Exercise task: Return every line exactly, from the start of the items down to the line containing "67], [256, 64]]", including that line, and omit the pictures.

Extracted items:
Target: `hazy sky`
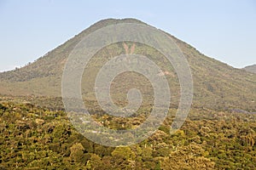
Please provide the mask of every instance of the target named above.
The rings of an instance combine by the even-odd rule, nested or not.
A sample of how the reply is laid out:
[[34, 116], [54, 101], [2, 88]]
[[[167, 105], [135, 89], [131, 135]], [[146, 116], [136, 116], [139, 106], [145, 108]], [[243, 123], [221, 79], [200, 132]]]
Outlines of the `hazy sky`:
[[255, 0], [0, 0], [0, 71], [107, 18], [137, 18], [234, 67], [256, 64]]

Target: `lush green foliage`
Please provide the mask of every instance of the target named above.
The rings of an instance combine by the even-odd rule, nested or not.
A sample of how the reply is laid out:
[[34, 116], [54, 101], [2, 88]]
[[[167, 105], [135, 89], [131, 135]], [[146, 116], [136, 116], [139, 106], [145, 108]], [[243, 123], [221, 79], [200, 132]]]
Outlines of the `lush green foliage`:
[[[63, 111], [5, 99], [0, 104], [0, 169], [256, 168], [256, 115], [193, 109], [182, 129], [170, 135], [175, 111], [170, 109], [149, 139], [111, 148], [77, 133]], [[120, 118], [93, 116], [110, 128], [124, 128]], [[125, 128], [143, 116], [128, 120]]]

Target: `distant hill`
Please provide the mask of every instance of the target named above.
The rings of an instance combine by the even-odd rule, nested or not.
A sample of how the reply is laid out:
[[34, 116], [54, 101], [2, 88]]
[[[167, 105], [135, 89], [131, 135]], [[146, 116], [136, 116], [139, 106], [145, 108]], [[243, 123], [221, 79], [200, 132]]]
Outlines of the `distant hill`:
[[243, 69], [246, 70], [247, 71], [256, 73], [256, 65], [246, 66]]
[[[61, 97], [61, 76], [66, 60], [73, 48], [81, 39], [90, 32], [106, 26], [119, 23], [145, 24], [135, 19], [114, 20], [108, 19], [101, 20], [74, 37], [67, 41], [62, 45], [49, 51], [44, 56], [35, 62], [11, 71], [0, 73], [0, 94], [9, 95], [36, 95]], [[201, 54], [189, 44], [168, 34], [183, 51], [187, 58], [193, 74], [194, 80], [194, 101], [193, 105], [198, 107], [211, 108], [240, 108], [247, 110], [255, 110], [256, 99], [256, 75], [243, 70], [233, 68], [224, 63], [218, 61]], [[128, 46], [133, 43], [127, 42]], [[160, 65], [160, 67], [168, 72], [166, 77], [171, 84], [172, 101], [177, 105], [179, 99], [179, 83], [172, 67], [166, 67], [163, 64], [166, 60], [161, 54], [139, 43], [134, 43], [134, 53], [143, 54]], [[93, 58], [90, 66], [84, 73], [83, 94], [88, 100], [95, 100], [93, 94], [86, 89], [93, 88], [93, 82], [86, 82], [88, 76], [95, 76], [101, 65], [109, 60], [111, 56], [125, 54], [122, 43], [110, 45], [101, 51]], [[103, 57], [104, 60], [102, 60]], [[107, 60], [108, 59], [108, 60]], [[150, 96], [151, 88], [148, 82], [142, 79], [139, 75], [132, 75], [133, 78], [128, 78], [128, 75], [117, 77], [124, 82], [121, 88], [129, 88], [131, 85], [143, 88], [144, 94]], [[140, 78], [140, 82], [136, 82]], [[91, 79], [92, 80], [92, 79]], [[134, 84], [136, 82], [136, 84]], [[124, 92], [123, 88], [116, 92], [116, 95]], [[120, 94], [121, 95], [121, 94]], [[126, 95], [126, 94], [125, 94]]]

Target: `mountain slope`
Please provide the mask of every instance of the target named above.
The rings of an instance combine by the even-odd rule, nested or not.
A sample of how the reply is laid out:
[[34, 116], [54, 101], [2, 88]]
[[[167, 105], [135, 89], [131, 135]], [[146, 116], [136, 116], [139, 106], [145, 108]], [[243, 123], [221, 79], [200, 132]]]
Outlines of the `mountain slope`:
[[[134, 19], [101, 20], [31, 65], [15, 71], [1, 73], [0, 94], [60, 97], [62, 71], [65, 62], [75, 45], [85, 35], [103, 26], [119, 23], [145, 24]], [[207, 57], [186, 42], [171, 35], [169, 36], [183, 51], [190, 65], [194, 80], [195, 95], [193, 105], [195, 106], [256, 110], [254, 103], [256, 99], [255, 74], [235, 69], [214, 59]], [[132, 45], [129, 42], [126, 44], [128, 46]], [[179, 86], [173, 68], [165, 67], [161, 64], [161, 62], [166, 61], [165, 58], [160, 56], [160, 53], [148, 47], [135, 43], [134, 53], [148, 56], [148, 58], [158, 63], [162, 70], [170, 73], [166, 76], [169, 82], [172, 82], [172, 101], [177, 105], [179, 99]], [[97, 56], [94, 58], [90, 67], [84, 71], [84, 77], [96, 75], [101, 65], [105, 62], [102, 60], [101, 60], [102, 56], [104, 59], [108, 59], [108, 56], [116, 56], [121, 54], [125, 54], [125, 49], [122, 43], [113, 44], [101, 50], [96, 54]], [[125, 82], [127, 77], [128, 75], [124, 75], [118, 78]], [[140, 76], [133, 75], [132, 77], [138, 79]], [[88, 94], [88, 91], [86, 91], [86, 89], [90, 89], [93, 87], [93, 82], [86, 82], [86, 78], [84, 78], [83, 81], [84, 82], [83, 85], [85, 87], [83, 94], [86, 97], [89, 96], [88, 99], [95, 100], [95, 96]], [[121, 85], [125, 86], [125, 89], [128, 89], [133, 84], [131, 83], [133, 82], [131, 79], [130, 82], [128, 81], [128, 82], [125, 82], [125, 83]], [[137, 82], [137, 86], [142, 88], [145, 94], [150, 94], [149, 91], [152, 88], [150, 88], [150, 86], [146, 86], [145, 84], [147, 83], [147, 80], [143, 80]], [[123, 90], [117, 92], [116, 95], [119, 95], [121, 91]]]
[[246, 70], [247, 71], [256, 73], [256, 65], [246, 66], [243, 69]]

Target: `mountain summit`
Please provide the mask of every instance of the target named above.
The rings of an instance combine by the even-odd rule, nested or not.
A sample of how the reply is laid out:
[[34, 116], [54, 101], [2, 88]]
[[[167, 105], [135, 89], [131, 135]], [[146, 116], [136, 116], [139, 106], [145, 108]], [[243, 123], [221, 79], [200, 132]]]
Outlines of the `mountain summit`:
[[[62, 45], [49, 51], [44, 56], [35, 62], [15, 71], [0, 73], [0, 94], [7, 95], [36, 95], [61, 97], [61, 76], [65, 63], [73, 48], [82, 38], [97, 29], [107, 26], [120, 23], [145, 23], [135, 19], [108, 19], [101, 20], [74, 37], [67, 41]], [[194, 80], [194, 101], [195, 106], [214, 107], [214, 108], [241, 108], [248, 110], [255, 110], [254, 100], [256, 99], [256, 75], [247, 72], [244, 70], [235, 69], [224, 63], [205, 56], [188, 43], [166, 33], [177, 45], [188, 60]], [[125, 45], [124, 45], [125, 44]], [[126, 48], [125, 48], [126, 47]], [[91, 87], [92, 82], [86, 82], [86, 77], [96, 76], [100, 65], [104, 64], [102, 59], [110, 59], [113, 56], [125, 54], [127, 47], [133, 47], [133, 53], [143, 54], [155, 60], [160, 65], [165, 62], [160, 54], [149, 47], [145, 47], [137, 42], [127, 42], [110, 45], [99, 51], [91, 61], [90, 68], [84, 71], [83, 86]], [[160, 57], [159, 57], [160, 56]], [[177, 74], [173, 68], [161, 65], [172, 90], [172, 99], [177, 105], [179, 99], [179, 86]], [[128, 81], [125, 76], [119, 77]], [[133, 76], [136, 78], [137, 76]], [[131, 80], [133, 82], [134, 80]], [[147, 80], [144, 80], [145, 82]], [[143, 88], [144, 93], [149, 93], [144, 86], [143, 81], [137, 82], [137, 86]], [[131, 88], [127, 82], [127, 88]], [[132, 83], [131, 83], [132, 84]], [[126, 86], [126, 84], [123, 84]], [[118, 92], [119, 93], [119, 92]], [[84, 95], [90, 96], [86, 90]], [[118, 95], [118, 94], [117, 94]], [[95, 99], [92, 97], [91, 99]]]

Result:
Target: `hazy sky`
Please provide the mask of every instance of the target named above.
The rings of an instance combine by the even-odd rule, nested or not.
A sample of how the reply is laid out:
[[34, 116], [54, 101], [2, 88]]
[[[167, 105], [135, 89], [131, 135]], [[146, 116], [136, 116], [139, 106], [145, 108]], [[243, 123], [221, 79], [200, 132]]]
Outlines of the `hazy sky`:
[[255, 0], [0, 0], [0, 71], [107, 18], [137, 18], [234, 67], [256, 64]]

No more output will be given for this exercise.